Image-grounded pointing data
□ □ □ □ □
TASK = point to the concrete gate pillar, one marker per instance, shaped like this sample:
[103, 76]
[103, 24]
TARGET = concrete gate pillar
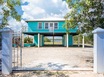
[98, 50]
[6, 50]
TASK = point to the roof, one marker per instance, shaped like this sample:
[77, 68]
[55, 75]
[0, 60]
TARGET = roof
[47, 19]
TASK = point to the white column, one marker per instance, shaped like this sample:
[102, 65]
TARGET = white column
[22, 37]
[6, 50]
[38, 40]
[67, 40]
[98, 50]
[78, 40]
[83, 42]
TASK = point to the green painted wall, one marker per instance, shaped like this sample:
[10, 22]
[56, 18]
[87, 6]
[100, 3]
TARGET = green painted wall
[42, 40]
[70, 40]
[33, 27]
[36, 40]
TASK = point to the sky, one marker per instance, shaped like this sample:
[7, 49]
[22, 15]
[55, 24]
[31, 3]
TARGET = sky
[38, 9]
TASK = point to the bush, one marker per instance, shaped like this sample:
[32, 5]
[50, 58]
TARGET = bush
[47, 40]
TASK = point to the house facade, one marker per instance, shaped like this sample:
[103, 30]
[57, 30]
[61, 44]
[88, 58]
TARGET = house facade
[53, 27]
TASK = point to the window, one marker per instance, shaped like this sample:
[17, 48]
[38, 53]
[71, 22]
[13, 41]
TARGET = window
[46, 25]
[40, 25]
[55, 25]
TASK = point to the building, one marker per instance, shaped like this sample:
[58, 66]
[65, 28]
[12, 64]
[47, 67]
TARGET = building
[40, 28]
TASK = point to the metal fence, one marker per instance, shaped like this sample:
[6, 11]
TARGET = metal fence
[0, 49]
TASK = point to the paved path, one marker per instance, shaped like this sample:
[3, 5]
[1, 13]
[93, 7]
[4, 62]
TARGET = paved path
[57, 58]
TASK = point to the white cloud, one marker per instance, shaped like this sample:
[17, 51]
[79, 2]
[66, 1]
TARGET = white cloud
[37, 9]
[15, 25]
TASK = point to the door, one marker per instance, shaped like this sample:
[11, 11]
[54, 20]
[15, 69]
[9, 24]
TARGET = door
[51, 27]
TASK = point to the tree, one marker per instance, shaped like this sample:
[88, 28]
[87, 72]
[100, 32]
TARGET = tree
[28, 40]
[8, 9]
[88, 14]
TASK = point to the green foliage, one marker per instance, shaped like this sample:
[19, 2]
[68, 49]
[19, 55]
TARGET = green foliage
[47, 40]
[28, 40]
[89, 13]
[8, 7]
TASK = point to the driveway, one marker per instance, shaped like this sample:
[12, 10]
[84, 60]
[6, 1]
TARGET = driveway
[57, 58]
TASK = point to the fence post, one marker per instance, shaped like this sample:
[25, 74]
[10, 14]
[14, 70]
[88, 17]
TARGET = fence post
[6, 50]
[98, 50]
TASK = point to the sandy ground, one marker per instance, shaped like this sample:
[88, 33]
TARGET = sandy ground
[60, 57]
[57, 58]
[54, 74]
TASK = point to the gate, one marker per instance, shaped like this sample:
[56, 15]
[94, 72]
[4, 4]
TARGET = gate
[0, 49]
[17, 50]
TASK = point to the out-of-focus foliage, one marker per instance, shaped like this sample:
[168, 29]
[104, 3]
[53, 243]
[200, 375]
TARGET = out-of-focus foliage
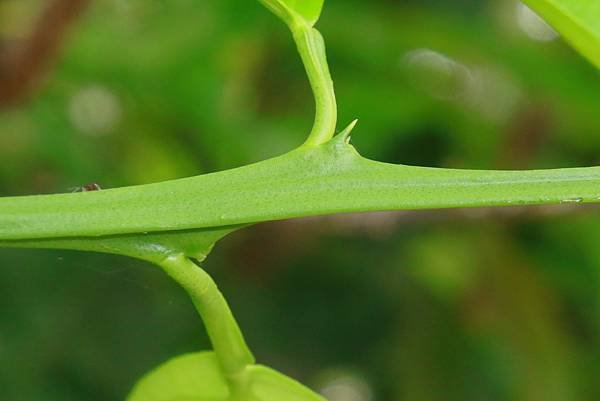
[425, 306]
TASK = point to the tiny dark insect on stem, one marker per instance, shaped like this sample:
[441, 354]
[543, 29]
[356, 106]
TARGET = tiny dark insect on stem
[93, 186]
□ □ □ □ □
Leave out the pictures and retype every line above exactly.

**Written answer**
TASK = point to the concrete gate pillar, one marker per instance, shaped like this sample:
[103, 76]
[103, 24]
TARGET = concrete gate pillar
[98, 50]
[6, 50]
TASK = point to the roof, one marker per instance, shaped like this sample:
[77, 68]
[55, 75]
[0, 60]
TARGET = roof
[47, 19]
TASK = point to the white column, one marker per instance, shaped like this sample:
[102, 65]
TARGET = white column
[22, 37]
[6, 50]
[38, 40]
[67, 40]
[98, 50]
[78, 40]
[83, 42]
TASK = point to the green painted wall, one marker per instance, shaped like this sample:
[10, 22]
[56, 18]
[87, 6]
[100, 3]
TARGET = green painted wall
[42, 40]
[70, 40]
[33, 27]
[36, 40]
TASK = point to the sky, one marker per instance, shaped like this sample:
[7, 49]
[22, 15]
[55, 24]
[31, 3]
TARGET = sky
[38, 9]
TASK = point to the bush, one marker per instance, shaped like this sample:
[32, 5]
[50, 58]
TARGET = bush
[47, 40]
TASK = point to the house facade, one marker per instance, shaped like this sample:
[103, 30]
[57, 30]
[61, 44]
[88, 58]
TARGET = house facade
[53, 27]
TASK = point to the window, one marker per instance, shaped like this sample:
[17, 48]
[38, 53]
[71, 22]
[13, 41]
TARGET = window
[46, 25]
[40, 25]
[55, 25]
TASK = point to the building, one marker per instance, shaped like this sample:
[58, 66]
[65, 28]
[12, 64]
[47, 67]
TARGET = building
[40, 28]
TASK = point to the metal fence, one marker per instance, shaped like this sample:
[6, 11]
TARGET = metal fence
[0, 49]
TASK = point to the paved path, one marker per instance, shaped like this sample:
[3, 5]
[1, 13]
[93, 7]
[4, 62]
TARGET = paved path
[57, 58]
TASK = point to the white cloud, one marker per instance, shaped like this sample:
[17, 51]
[79, 2]
[66, 1]
TARGET = white cloud
[37, 9]
[15, 25]
TASK = point to the door, one marker per instance, shaped like this sample:
[11, 11]
[54, 20]
[15, 69]
[9, 24]
TARGET = door
[51, 27]
TASK = point to the tree, one marker per instance, shaped like this sample:
[88, 28]
[87, 72]
[100, 32]
TARGET = tree
[28, 40]
[8, 9]
[88, 14]
TASK = point to the green foliage, one marker per instance, shaped like this sample:
[19, 2]
[68, 49]
[19, 55]
TARGET = green foliage
[47, 40]
[28, 40]
[89, 13]
[8, 7]
TASK = point to the driveway, one marker per instance, shaped like this sample:
[12, 10]
[84, 60]
[6, 1]
TARGET = driveway
[57, 58]
TASK = point to the fence post, one marker per instance, shaped like this sample:
[25, 74]
[10, 14]
[14, 70]
[88, 17]
TARGET = fence post
[6, 50]
[98, 50]
TASK = point to the sandy ground, one marker per instance, shaped like this sample:
[88, 33]
TARGET = sandy ground
[60, 57]
[57, 58]
[54, 74]
TASK = point to the gate, one marker per instance, shaped like this sample:
[56, 15]
[94, 72]
[4, 4]
TARGET = gate
[0, 49]
[17, 50]
TASK = point to the out-of-focus foliage, one marker per instance, shaped like this sample:
[168, 29]
[104, 3]
[53, 243]
[200, 375]
TARGET = out-of-focus foliage
[425, 306]
TASK = point to the tiny dark insect on stem, one marker per instance, shaped like this sample:
[441, 354]
[543, 29]
[356, 106]
TARGET = tiny dark insect on stem
[93, 186]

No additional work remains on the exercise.